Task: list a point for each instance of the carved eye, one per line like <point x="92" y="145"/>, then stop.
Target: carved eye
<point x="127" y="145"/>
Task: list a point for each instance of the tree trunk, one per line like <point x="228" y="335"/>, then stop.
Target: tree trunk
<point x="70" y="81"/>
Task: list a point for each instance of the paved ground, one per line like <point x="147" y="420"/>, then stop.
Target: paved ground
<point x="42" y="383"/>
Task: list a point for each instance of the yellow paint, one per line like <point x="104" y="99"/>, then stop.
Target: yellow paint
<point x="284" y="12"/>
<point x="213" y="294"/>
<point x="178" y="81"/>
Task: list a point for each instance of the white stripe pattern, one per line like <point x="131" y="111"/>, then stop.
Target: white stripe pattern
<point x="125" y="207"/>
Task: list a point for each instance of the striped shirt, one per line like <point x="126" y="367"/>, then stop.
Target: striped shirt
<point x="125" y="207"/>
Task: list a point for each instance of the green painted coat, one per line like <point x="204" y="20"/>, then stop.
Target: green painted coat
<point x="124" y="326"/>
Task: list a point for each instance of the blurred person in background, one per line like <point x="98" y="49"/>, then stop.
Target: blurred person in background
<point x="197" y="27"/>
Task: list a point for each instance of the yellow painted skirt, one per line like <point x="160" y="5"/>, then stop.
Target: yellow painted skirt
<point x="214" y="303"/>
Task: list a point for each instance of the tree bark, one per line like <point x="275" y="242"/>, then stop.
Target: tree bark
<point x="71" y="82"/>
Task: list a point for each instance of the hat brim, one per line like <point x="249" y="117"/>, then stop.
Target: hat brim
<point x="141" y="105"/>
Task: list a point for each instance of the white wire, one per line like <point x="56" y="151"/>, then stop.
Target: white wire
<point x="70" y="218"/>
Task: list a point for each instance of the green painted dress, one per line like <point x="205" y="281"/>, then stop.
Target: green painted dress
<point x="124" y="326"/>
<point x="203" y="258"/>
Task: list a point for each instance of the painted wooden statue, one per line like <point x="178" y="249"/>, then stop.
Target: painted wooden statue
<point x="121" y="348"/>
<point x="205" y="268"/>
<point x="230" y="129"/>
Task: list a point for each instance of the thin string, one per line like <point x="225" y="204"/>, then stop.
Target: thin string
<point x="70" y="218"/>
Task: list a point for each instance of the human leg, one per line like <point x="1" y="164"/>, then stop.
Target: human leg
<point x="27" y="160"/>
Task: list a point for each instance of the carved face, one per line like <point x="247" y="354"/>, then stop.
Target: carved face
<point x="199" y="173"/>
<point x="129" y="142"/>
━━━
Exercise description.
Render every line of the entries above as a Markdown table with two columns, Index for the row number and Content for the line. Leave out any blank lines.

Output for this task.
| Index | Content |
|---|---|
| 1 | Task: list a point for each instance of the carved eye, one per line like <point x="92" y="145"/>, then stop. |
| 2 | Target: carved eye |
| 3 | <point x="127" y="145"/> |
| 4 | Task: list a point for each instance of the tree trunk, one per line like <point x="228" y="335"/>, then stop. |
| 5 | Target: tree trunk |
| 6 | <point x="70" y="81"/> |
| 7 | Task: list a point for each instance of the paved ground, one per line like <point x="147" y="420"/>, then stop. |
| 8 | Target: paved ground |
| 9 | <point x="42" y="383"/> |
| 10 | Task: list a point for each instance of the yellow paint, one per line like <point x="104" y="99"/>, then stop. |
| 11 | Target: yellow paint |
| 12 | <point x="284" y="12"/> |
| 13 | <point x="213" y="294"/> |
| 14 | <point x="178" y="81"/> |
| 15 | Task: list a point for each instance of the white stripe pattern, one per line like <point x="131" y="111"/>, then stop. |
| 16 | Target: white stripe pattern |
| 17 | <point x="125" y="207"/> |
| 18 | Task: list a point for each instance of the striped shirt, one per line like <point x="126" y="367"/>, then stop. |
| 19 | Target: striped shirt |
| 20 | <point x="125" y="207"/> |
| 21 | Task: list a point for each instance of the green painted coat, one per line like <point x="204" y="20"/>, then stop. |
| 22 | Target: green painted coat |
| 23 | <point x="124" y="326"/> |
| 24 | Task: list a point for each instance of the blurred person in background, one per line like <point x="98" y="49"/>, then stop. |
| 25 | Target: blurred person in background |
| 26 | <point x="197" y="27"/> |
| 27 | Task: list a point for each instance of the yellow painted skirt, one per line like <point x="160" y="5"/>, then stop. |
| 28 | Target: yellow painted skirt |
| 29 | <point x="214" y="303"/> |
| 30 | Task: list a point for each instance of the tree bark, one per line like <point x="275" y="242"/>, then stop. |
| 31 | Target: tree bark |
| 32 | <point x="71" y="82"/> |
| 33 | Task: list a point for each instance of the hat brim, one per line like <point x="249" y="117"/>, then stop. |
| 34 | Target: hat brim |
| 35 | <point x="141" y="105"/> |
| 36 | Task: list a point for each instance of the white wire, one per line like <point x="56" y="151"/>, then stop. |
| 37 | Target: white wire |
| 38 | <point x="70" y="218"/> |
| 39 | Task: list a point for each instance of the green painted dress, one per line like <point x="205" y="281"/>, then stop. |
| 40 | Target: green painted dress |
| 41 | <point x="124" y="326"/> |
| 42 | <point x="203" y="258"/> |
| 43 | Task: list a point for each instance of the painted wooden statue, one per line like <point x="178" y="249"/>, then stop. |
| 44 | Target: painted wooden statue |
| 45 | <point x="121" y="348"/> |
| 46 | <point x="205" y="268"/> |
| 47 | <point x="230" y="129"/> |
| 48 | Task: list a point for each instance of the thin string, one per line like <point x="225" y="204"/>, then stop. |
| 49 | Target: thin string |
| 50 | <point x="70" y="218"/> |
| 51 | Task: list a point for each instance of the human leg, one per line like <point x="1" y="164"/>, then stop. |
| 52 | Target: human leg |
| 53 | <point x="27" y="160"/> |
| 54 | Task: list a point for each instance of the carved face, one per line like <point x="247" y="354"/>, then stop. |
| 55 | Target: carved face |
| 56 | <point x="199" y="173"/> |
| 57 | <point x="129" y="142"/> |